*WRITTEN EXERCISE*. Copy out the rows between the line containing "Annotation spec v3.2 — player's" and the line containing "[411,31,431,81]", inclusive, with no changes.

──────── DATA IN THIS EXERCISE ────────

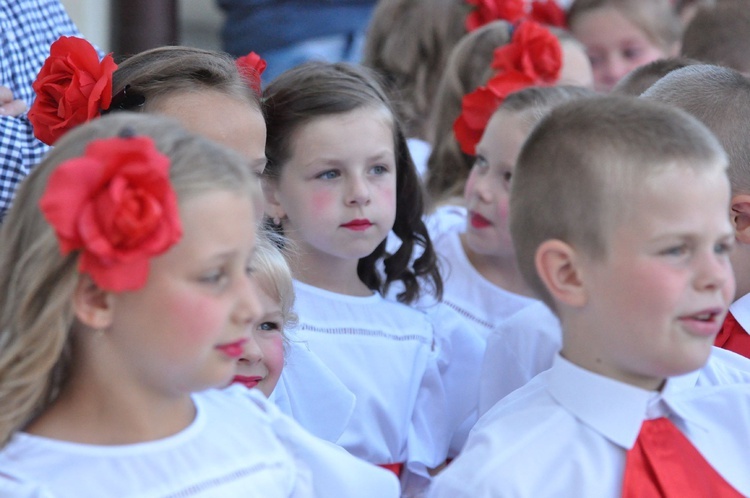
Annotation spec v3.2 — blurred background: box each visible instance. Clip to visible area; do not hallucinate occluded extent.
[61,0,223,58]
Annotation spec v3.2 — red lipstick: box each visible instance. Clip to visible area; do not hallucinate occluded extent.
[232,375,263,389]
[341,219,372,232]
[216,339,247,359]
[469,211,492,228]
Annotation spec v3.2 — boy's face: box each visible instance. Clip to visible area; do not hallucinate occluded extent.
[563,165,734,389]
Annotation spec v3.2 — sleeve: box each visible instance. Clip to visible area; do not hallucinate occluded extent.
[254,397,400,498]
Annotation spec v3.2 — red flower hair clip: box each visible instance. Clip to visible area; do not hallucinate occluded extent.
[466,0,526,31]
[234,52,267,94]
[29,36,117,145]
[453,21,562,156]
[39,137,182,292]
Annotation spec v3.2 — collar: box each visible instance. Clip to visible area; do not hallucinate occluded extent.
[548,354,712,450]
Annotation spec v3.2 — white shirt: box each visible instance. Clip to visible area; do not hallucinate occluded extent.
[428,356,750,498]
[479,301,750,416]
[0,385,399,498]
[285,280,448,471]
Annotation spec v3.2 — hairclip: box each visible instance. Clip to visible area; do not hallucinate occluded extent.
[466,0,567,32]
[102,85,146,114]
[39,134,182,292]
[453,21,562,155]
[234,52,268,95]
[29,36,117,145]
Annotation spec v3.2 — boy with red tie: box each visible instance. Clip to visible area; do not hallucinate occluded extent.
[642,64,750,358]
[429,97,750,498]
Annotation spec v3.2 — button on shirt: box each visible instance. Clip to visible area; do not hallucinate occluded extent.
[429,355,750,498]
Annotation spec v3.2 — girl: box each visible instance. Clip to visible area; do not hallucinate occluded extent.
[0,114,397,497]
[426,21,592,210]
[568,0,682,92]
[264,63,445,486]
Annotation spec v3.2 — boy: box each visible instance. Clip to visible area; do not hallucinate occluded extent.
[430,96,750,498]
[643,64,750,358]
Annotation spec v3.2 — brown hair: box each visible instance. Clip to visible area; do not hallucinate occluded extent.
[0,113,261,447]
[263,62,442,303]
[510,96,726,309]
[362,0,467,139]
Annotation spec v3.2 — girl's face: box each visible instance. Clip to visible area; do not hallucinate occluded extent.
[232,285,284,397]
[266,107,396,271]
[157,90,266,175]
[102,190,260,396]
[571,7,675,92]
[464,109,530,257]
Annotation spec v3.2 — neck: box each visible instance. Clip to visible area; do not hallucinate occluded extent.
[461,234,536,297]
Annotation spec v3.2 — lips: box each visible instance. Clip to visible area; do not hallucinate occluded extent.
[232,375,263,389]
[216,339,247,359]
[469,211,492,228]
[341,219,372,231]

────────
──────── DATA IN THIS EXERCISE ────────

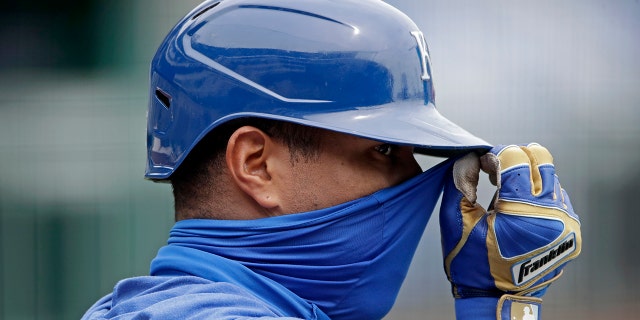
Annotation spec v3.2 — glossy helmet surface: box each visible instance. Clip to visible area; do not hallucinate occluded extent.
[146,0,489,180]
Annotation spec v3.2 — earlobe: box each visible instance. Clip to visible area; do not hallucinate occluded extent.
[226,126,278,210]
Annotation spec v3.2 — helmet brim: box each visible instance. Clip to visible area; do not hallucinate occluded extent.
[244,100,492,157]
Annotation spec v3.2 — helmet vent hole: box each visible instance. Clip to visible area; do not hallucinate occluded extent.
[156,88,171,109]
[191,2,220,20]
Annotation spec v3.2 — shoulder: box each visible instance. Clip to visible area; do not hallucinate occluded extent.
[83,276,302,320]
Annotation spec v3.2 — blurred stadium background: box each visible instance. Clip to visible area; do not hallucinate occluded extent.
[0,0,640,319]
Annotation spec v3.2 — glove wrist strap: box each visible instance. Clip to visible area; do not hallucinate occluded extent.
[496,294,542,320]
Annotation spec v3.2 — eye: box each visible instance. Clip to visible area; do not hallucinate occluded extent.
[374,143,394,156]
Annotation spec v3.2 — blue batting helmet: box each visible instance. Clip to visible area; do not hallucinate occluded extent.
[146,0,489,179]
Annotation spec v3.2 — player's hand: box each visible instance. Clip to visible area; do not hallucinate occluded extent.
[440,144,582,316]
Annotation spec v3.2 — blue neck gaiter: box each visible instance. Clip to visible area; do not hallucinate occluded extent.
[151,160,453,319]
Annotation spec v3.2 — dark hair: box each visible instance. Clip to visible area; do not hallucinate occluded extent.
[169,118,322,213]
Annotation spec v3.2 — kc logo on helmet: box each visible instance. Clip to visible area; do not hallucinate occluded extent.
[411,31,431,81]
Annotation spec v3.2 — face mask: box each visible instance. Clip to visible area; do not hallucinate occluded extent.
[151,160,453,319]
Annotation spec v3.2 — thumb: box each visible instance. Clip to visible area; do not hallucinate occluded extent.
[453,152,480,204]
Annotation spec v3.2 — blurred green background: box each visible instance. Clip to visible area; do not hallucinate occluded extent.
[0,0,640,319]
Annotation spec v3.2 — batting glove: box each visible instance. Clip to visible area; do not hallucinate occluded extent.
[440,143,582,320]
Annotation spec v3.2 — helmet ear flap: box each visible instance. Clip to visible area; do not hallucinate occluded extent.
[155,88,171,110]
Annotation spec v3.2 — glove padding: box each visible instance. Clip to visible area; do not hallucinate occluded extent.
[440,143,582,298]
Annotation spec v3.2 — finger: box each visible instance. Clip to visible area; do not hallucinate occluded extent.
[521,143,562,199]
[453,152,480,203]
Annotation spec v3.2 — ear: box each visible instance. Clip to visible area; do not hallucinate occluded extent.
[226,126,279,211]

────────

*WRITTEN SOLUTION*.
Annotation spec v3.2 — player's hand: box each visible instance. Clip to visible area; do not hallucinate occluded extent.
[440,144,582,316]
Annotation spec v3.2 — blue neck gaiter: box each visible instance. Clip to visible area; do not hallucinate occluded extent.
[151,160,453,319]
Annotation spec v3.2 — dark hair: box each visible instance. Clip to visible area; do not hallucinate occluded extent.
[169,118,322,213]
Annotation spec v3.2 — kc logo on helmet: box each visible instance. Clip to visible area; do not hallucinate occluded extent.
[411,31,431,81]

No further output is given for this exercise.